● MATERIAL FOR THIS EXERCISE:
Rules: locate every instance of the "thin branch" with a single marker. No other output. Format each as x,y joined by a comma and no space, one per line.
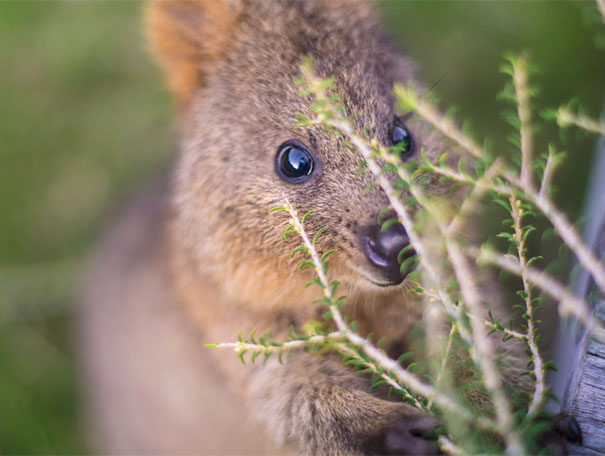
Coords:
568,303
522,94
539,393
404,377
565,118
483,348
444,124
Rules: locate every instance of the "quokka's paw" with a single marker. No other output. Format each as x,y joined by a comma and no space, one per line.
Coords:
405,434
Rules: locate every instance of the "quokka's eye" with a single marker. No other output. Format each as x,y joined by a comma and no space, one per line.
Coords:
294,163
402,138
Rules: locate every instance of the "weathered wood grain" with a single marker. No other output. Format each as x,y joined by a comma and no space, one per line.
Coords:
580,357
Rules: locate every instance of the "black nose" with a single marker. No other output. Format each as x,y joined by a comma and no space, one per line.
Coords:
383,247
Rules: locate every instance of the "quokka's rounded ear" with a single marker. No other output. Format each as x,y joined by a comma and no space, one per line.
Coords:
190,38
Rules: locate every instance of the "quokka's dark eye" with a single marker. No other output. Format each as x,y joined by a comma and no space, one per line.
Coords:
402,138
294,163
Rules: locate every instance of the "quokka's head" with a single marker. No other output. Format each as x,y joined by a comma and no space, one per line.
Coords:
232,65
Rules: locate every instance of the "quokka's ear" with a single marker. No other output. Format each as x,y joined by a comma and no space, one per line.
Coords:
189,38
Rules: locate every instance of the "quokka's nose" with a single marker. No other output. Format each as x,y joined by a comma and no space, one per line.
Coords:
382,249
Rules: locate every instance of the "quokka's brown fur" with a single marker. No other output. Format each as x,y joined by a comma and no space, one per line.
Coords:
197,258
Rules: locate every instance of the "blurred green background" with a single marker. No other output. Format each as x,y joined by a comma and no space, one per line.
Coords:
84,120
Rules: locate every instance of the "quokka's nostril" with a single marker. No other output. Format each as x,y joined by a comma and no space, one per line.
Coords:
382,249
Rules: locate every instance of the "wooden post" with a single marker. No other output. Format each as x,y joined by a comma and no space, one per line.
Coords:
579,357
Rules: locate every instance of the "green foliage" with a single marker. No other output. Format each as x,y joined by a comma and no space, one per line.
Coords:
448,287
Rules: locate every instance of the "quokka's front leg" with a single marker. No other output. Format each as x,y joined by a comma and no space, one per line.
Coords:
315,405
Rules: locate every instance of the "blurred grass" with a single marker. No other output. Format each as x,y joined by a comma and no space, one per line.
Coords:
84,119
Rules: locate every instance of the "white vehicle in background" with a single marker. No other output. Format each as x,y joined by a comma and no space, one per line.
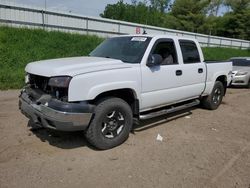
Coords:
125,77
241,71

● PROBLEM DESCRIPTION: Read through the entries and copy each line in which "nose" appears.

● WRITTEN ANSWER:
Rules: locate every instance of the "black nose" with a single marker. No other output. Format each as x,y joined by a comma and no space, one per line.
Rules: locate every instance of the "quokka's nose" with a single marker. No other output. Format each as x,y joined by a comma and no space, one per line.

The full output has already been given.